A comienzos del siglo XVII, la situación de Castilla, de donde hasta entonces habían salido los hombres y los impuestos que necesitaron Carlos I y Felipe II para su política hegemónica y religiosa en Europa, ya no era la misma que la del siglo anterior.

Se hallaba exhausta, arruinada, agobiada después de un siglo de guerras casi continuas. Su población había mermado en proporción alarmante; su economía se venía abajo; las flotas de Indias que llevaban la plata a España llegaban muchas veces tarde, cuando llegaban, y las remesas tampoco eran las de antes. (Joseph Pérez)

Conde Duque de Olivares

Con estos antecedentes, el Conde Duque de Olivares, valido del rey Felipe IV, propuso la llamada Unión de Armas, lo que suponía que todos los “Reinos, Estados y Señoríos” de la Monarquía Hispánica contribuirían en hombres y en dinero a su defensa, en proporción a su población y a su riqueza. A sabiendas de las dificultades para que accediesen a la propuesta real y de que dicha propuesta debía ser aprobada por las Cortes de los diferentes reinos, el propio rey se trasladó a los diferentes territorios para defender su propuesta. En Barcelona, para la convocatoria de las Cortes en 1626, se leyó esta carta del rey…

Catalanes míos, vuestro conde llega a vuestras puertas acometido e irritado de sus enemigos, no a proponeros que le deis hacienda para gastar en dádivas vanas […] Hijos, una y mil veces os digo y os repito que no solo no quiero quitaros vuestros fueros, favores e inmunidades […] os propongo resucitar la gloria de vuestra nación y el nombre que tantos años ha está en olvido y que tanto fue el terror y la opinión común de Europa.

Sin posibilidad de llegar a un acuerdo, el rey abandonó Barcelona. Desde aquel momento, las relaciones entre los dos territorios comenzaron a deteriorarse. Y la cosa no fue a mejor…

Aunque anteriormente, por lazos familiares y religiosos, España ya había apoyado con dinero y soldados al Sacro Imperio Romano Germánico durante la Guerra de los Treinta Años frente a los protestantes, será en 1635 cuando entre de lleno tras la declaración de guerra de Francia (aún siendo católico, a favor de los protestantes). Aquel momento, será el que aproveche el Conde Duque de Olivares para recuperar su Unión de Armas. La idea es reforzar todos los territorios limítrofes con Francia y para ello se enviarán tropas de los diferentes reinos. Desde Cataluña, ya en plena confrontación con el valido, se entiende que ellos son ajenos a aquella guerra y deciden no aportar los soldados requeridos. Ante la imposibilidad de reclutar un ejército en Cataluña, se envía al ejército real, compuesto en su mayoría por mercenarios, para la defensa de Cataluña. Pronto surgieron los conflictos entre los soldados del ejército real y la población local a propósito del alojamiento y manutención de las tropas. Ante la negativa de vecinos y pueblos, los soldados cometieron robos y saqueos. De los enfrentamiento puntuales se pasó a un levantamiento generalizado contra los soldados reales que estalló en 1640.

▶ _DATOS MOSTRADOS_:
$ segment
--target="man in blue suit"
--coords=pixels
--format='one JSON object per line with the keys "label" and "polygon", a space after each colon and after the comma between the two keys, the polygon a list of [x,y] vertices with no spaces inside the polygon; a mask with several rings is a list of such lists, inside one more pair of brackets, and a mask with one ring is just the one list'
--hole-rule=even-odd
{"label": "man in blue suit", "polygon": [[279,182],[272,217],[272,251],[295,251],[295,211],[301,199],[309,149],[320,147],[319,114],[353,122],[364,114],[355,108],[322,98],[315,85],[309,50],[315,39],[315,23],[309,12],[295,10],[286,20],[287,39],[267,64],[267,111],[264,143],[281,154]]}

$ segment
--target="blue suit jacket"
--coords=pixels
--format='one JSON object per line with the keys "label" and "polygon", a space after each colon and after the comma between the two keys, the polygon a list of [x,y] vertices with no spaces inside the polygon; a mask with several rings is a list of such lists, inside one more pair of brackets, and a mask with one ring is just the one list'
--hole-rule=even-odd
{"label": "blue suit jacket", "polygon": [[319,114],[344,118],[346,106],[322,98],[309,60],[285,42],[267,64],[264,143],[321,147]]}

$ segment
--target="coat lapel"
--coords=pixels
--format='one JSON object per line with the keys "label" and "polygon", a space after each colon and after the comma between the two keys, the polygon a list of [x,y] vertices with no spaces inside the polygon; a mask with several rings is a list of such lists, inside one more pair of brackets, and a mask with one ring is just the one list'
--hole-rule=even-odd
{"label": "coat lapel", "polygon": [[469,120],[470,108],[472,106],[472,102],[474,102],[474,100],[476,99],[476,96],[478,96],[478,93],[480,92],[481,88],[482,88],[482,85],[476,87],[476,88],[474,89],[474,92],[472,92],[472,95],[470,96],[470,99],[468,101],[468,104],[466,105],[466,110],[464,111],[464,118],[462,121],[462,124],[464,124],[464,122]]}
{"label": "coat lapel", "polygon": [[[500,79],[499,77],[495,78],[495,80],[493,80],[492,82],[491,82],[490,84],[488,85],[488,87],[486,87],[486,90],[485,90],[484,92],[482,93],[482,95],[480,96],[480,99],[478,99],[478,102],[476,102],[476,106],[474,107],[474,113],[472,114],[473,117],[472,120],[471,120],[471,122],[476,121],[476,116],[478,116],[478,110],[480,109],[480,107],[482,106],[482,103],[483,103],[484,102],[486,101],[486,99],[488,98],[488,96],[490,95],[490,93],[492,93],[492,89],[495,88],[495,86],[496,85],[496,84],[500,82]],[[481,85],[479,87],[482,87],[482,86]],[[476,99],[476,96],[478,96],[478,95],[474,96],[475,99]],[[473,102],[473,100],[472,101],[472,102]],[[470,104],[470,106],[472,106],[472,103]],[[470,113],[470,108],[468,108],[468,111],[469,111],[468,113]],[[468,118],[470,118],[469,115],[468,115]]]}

▶ _OBJETIVO_:
Devuelve sin ningún cambio el fragmento del texto sobre la Unión de Armas que va entre "Se hallaba exhausta, arruinada, agobiada" y "antes. (Joseph Pérez)", ambos incluidos.

▶ _EJERCICIO RESUELTO_:
Se hallaba exhausta, arruinada, agobiada después de un siglo de guerras casi continuas. Su población había mermado en proporción alarmante; su economía se venía abajo; las flotas de Indias que llevaban la plata a España llegaban muchas veces tarde, cuando llegaban, y las remesas tampoco eran las de antes. (Joseph Pérez)